**To-do list:**
A) In the Pump.fun text excerpt, why is visibility, rather than launching, the critical challenge for token creators? Answer in one to three sentences.
B) In the Pump.fun text excerpt, what cumulative buy volume completes a token's bonding curve?
C) Proceed with the Pump.fun text excerpt, picking up after its final sentence.

**Text excerpt:**

━━━

Pump.fun has become the dominant launchpad for meme coins and community tokens on Solana. By the end of 2025, over 7 million tokens had been created on the platform, with daily launches regularly exceeding 30,000 tokens. It processes more token deployments than any other launchpad in crypto, making it both the easiest place to launch and one of the most competitive environments to stand out in.

The platform works through a bonding curve mechanism. When a token is created on Pump.fun, it does not start with a traditional liquidity pool. Instead, the token's price is determined by a mathematical curve: as more people buy, the price increases along a predictable trajectory. Each buy pushes the price higher, and each sell brings it back down. The bonding curve holds all purchased tokens and the SOL used to buy them in an on-chain contract.

The bonding curve has a hard cap of approximately 85 SOL in cumulative buy volume. Once this threshold is reached, the bonding curve "completes" — the token graduates from Pump.fun and the accumulated liquidity is deposited into a decentralized exchange pool. Historically, this meant a Raydium pool. Since March 2025, Pump.fun has migrated completed tokens to its own DEX, PumpSwap, though some tokens still route to Raydium depending on the configuration.

For token creators, the critical challenge is not launching — that part is trivial. The challenge is gaining visibility among the tens of thousands of tokens that launch every day. This is where understanding the Pump.fun trending system and the King of the Hill algorithm becomes essential.

━━━

**Information provided:**

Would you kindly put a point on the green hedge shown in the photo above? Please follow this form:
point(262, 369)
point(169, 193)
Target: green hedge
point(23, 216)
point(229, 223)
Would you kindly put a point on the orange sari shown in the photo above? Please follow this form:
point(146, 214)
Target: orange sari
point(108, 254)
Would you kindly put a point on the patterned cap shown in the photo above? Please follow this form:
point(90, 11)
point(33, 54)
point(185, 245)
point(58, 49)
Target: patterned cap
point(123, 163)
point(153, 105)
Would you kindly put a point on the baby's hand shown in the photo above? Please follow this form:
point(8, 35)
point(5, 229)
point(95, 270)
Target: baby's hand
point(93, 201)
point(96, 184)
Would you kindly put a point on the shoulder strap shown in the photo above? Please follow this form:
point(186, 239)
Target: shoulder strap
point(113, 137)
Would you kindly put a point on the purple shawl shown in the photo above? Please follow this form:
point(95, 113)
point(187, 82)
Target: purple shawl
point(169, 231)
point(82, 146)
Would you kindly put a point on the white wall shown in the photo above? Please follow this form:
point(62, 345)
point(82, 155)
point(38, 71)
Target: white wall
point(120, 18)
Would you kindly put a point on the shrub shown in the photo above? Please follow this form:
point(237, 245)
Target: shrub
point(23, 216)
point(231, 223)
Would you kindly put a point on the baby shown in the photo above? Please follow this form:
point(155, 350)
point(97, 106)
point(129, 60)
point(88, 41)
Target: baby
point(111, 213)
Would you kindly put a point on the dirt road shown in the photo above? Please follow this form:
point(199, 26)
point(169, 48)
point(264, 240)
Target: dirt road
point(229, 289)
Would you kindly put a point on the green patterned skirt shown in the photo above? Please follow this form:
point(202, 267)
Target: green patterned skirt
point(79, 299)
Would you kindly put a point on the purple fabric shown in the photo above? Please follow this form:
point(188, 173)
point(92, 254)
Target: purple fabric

━━━

**Replies:**
A) Launching a token on Pump.fun is trivial. Tens of thousands of tokens launch on the platform every day, so the hard part is getting a token noticed among them.

B) Approximately 85 SOL.

C)
The Pump.fun homepage is the single most important discovery surface for new Solana tokens. Traders visit the homepage to find new opportunities, and the tokens featured in the top sections receive the overwhelming majority of attention. A token that never reaches the homepage will almost certainly fail to attract organic buyers beyond its initial community.

Pump.fun uses a King of the Hill algorithm to determine which tokens appear prominently on the homepage. The algorithm ranks tokens based on a combination of recent buy volume, market cap growth velocity, unique holder count, and transaction frequency during the bonding curve phase. Tokens that demonstrate rapid organic-looking growth get featured at the top of the page.

The King of the Hill section is the most coveted real estate on Pump.fun. It occupies the top of the homepage and showcases a small number of tokens that are generating the most activity at any given moment. Being featured in King of the Hill can drive hundreds of new buyers to your token within hours, creating a snowball effect where visibility drives buying, buying drives more visibility, and the token quickly progresses toward bonding curve completion.

Ranking Factors

While Pump.fun does not publish its exact algorithm, extensive observation of trending patterns across thousands of tokens reveals the primary ranking signals.

Recent buy volume is the most heavily weighted factor. The algorithm appears to use a time-decayed window, giving more weight to buys in the last 1-2 hours than to buys from 6-12 hours ago. This means a burst of buying activity can push a token into King of the Hill relatively quickly, but sustaining the position requires ongoing volume.

Market cap growth velocity matters more than absolute market cap. A token that goes from $5,000 to $20,000 market cap in 30 minutes will rank higher than a token sitting stably at $50,000. The algorithm rewards momentum and rapid growth trajectories.

Unique holder count is a critical signal. Pump.fun tracks how many distinct wallets hold the token. A token with 200 unique holders at a $10,000 market cap will rank higher than one with 15 holders at the same market cap. This metric is specifically designed to reward broad distribution and penalize tokens where a small number of wallets hold most of the supply.

Transaction frequency — the number of individual buy and sell transactions per hour — serves as a secondary signal. Higher transaction counts suggest active interest from multiple participants. A token with 50 transactions in the last hour ranks higher than one with 5 transactions of the same total value.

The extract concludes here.